TASK TO COMPLETE: Count the lines in the entries below that contain the string "navy", treating uppercase and lowercase as different. Reply with the number only.

┌──

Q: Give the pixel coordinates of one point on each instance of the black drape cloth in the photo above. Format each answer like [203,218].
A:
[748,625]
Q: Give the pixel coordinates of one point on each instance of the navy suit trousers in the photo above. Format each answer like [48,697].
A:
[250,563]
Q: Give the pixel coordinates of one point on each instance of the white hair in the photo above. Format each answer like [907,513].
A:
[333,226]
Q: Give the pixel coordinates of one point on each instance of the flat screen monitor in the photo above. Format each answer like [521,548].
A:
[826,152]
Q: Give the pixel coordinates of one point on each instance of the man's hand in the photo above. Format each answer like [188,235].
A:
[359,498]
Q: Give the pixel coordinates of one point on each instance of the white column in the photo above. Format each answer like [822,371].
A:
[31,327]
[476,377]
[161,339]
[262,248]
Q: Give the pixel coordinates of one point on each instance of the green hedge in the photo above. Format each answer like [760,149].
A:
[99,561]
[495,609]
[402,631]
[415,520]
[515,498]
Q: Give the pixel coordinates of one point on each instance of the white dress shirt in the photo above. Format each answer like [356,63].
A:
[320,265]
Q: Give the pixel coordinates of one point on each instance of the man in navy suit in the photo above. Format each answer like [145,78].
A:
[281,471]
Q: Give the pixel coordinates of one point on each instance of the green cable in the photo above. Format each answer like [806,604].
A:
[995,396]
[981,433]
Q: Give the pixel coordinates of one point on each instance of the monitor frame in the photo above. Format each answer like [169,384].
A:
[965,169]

└──
┌──

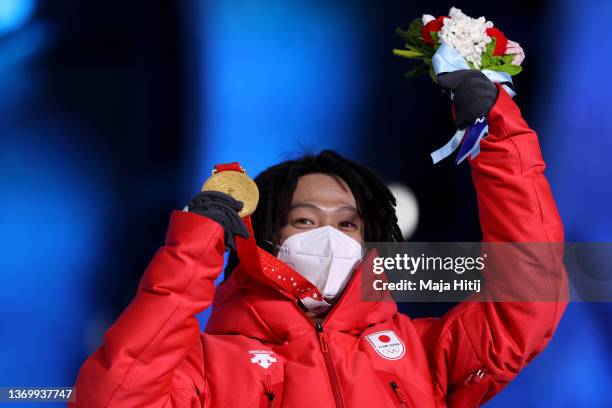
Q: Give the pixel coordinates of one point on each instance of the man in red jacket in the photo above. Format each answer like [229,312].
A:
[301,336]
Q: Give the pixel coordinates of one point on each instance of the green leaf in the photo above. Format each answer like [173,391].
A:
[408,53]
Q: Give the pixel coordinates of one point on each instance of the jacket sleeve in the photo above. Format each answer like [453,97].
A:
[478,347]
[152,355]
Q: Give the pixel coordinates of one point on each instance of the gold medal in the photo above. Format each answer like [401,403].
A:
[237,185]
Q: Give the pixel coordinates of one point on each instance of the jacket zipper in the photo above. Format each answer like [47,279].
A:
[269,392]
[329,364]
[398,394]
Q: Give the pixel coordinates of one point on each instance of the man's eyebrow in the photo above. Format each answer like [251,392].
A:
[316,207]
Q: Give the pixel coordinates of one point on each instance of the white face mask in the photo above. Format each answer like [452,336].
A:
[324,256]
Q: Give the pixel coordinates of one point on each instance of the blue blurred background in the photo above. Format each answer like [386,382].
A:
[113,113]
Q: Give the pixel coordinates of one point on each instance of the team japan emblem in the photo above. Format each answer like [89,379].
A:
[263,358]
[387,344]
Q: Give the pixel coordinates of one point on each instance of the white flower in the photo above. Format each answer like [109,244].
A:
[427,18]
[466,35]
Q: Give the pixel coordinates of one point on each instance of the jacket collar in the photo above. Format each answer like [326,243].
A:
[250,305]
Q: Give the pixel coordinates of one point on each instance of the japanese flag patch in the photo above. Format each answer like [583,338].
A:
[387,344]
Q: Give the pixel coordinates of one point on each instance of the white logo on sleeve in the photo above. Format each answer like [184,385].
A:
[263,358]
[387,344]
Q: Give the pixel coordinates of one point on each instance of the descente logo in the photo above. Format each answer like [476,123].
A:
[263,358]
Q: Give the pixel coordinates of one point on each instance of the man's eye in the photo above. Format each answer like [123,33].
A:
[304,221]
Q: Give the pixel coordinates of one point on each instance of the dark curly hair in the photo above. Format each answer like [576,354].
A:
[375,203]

└──

ANSWER: 2